# [Task list]
1. In the passage on Strategic Education, reproduce word for word the part that opens with the words containing "In August 2018, Capella" and closes with "the other 48%.".
2. For each statement below, decide whether the passage on Strategic Education agrees with it. Answer yes or no, and quote the words of the passage that settle it.
(a) The 2018 merger of Capella Education Company and Strayer Education, Inc. was a $1.9 billion deal.
(b) Capella shareholders control 52% of Strategic Education.
(c) After the merger, Capella University and Strayer University operate as a single combined institution.
3. Extend the passage on Strategic Education with new text that picks up after its final sentence.

Passage to read Block Start

Strategic Education, Inc. (SEI), formerly known as Strayer Education, Inc., is an education services holding company. The company owns for-profit, online Capella University and Strayer University, as well as non-degree programs schools such as DevMountain, Hackbright Academy, and Sophia Learning.

== History ==

In August 2018, Capella Education Company merged with Strayer Education, Inc., in a $1.9 billion deal. The two publicly traded parent companies combined corporate functions; however, the universities remain operating as separate institutions. Strayer shareholders control 52% of Strategic Education, while Capella shareholders control the other 48%.

In July 2020, Strategic Education announced a series of acquisitions: Laureate Education, Inc.'s Australia and New Zealand operations for a reported $642 million; Torrens University in Australia and Think Education and Media Design School in New Zealand for a combined $900 million.

Strayer University and Capella University collectively serve about 80,000 students.

Passage to read Block End
Raw data Block Start

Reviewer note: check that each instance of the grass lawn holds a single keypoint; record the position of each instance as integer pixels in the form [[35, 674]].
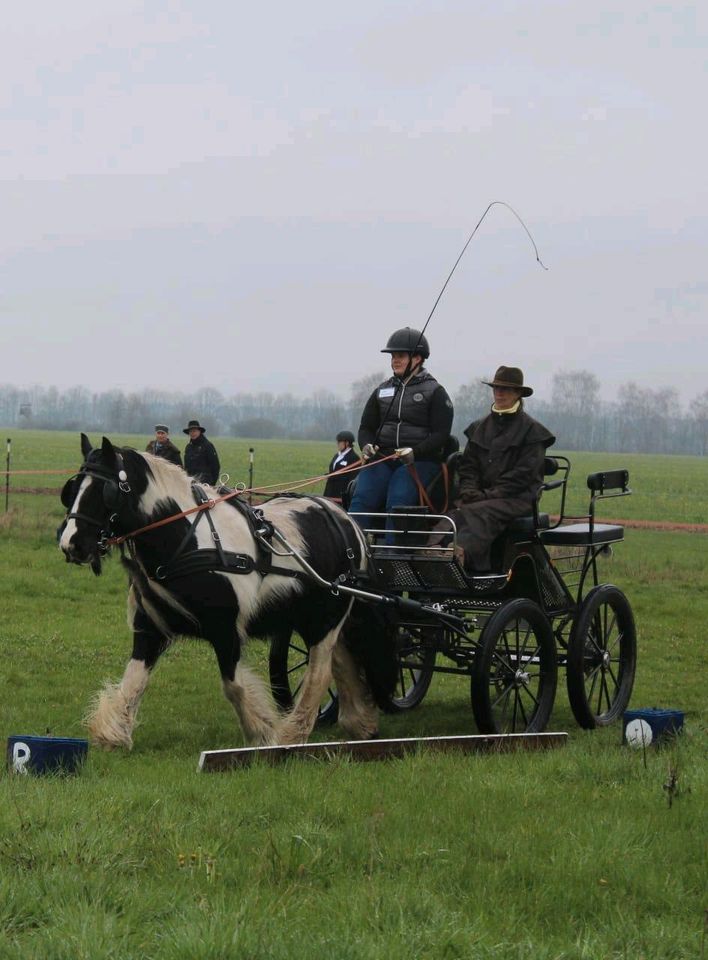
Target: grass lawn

Raw data Block End

# [Answer list]
1.
In August 2018, Capella Education Company merged with Strayer Education, Inc., in a $1.9 billion deal. The two publicly traded parent companies combined corporate functions; however, the universities remain operating as separate institutions. Strayer shareholders control 52% of Strategic Education, while Capella shareholders control the other 48%.

2.
(a) Yes: "In August 2018, Capella Education Company merged with Strayer Education, Inc., in a $1.9 billion deal."
(b) No: "Strayer shareholders control 52% of Strategic Education, while Capella shareholders control the other 48%."
(c) No: "the universities remain operating as separate institutions."

3.
=== Capella Education Company ===
Capella Education Company was founded in 1991 by Stephen Shank, former CEO of Tonka Corporation. In 1993, it opened The Graduate School of America (TGSA). In 1999, the company and university were renamed to Capella Education Company and University. In 2003, the company was named to Inc. magazine's Inc. 500 Hall of Fame after being named one of America's 500 Fastest-Growing Private Companies for the fifth year in a row. Prior to going public the company raised more than $67 million from private investors, including Maveron.

On January 8, 2005, Capella Education Co. said it had two new investors following deals totaling more than $60 million. The company announced its intentions to go public with an initial public offering in April 2005. It reported 2005 earnings of $10.2 million on sales of nearly $150 million. On November 9, 2006, it completed a public offering that raised $80 million.

In March 2008, Capella Education Co., longtime occupant the 225 South Sixth skyscraper in downtown Minneapolis, signed a new lease that changed the name of the building to Capella Tower. The expanded facility housed all of the company's 1,150 downtown Minneapolis employees, since Capella, as the online school does not have classrooms, the space houses administrative staff and faculty. The name change took place in March 2009.

In July 2011, Capella Education Company acquired the UK based Resource Development International Ltd to gain access to the fast-growing international higher education market. In August 2015, RDI received approval in the UK to become the newly formed Arden University in 2015. The following year Capella sold Arden University and its subsidiaries to Global University Systems.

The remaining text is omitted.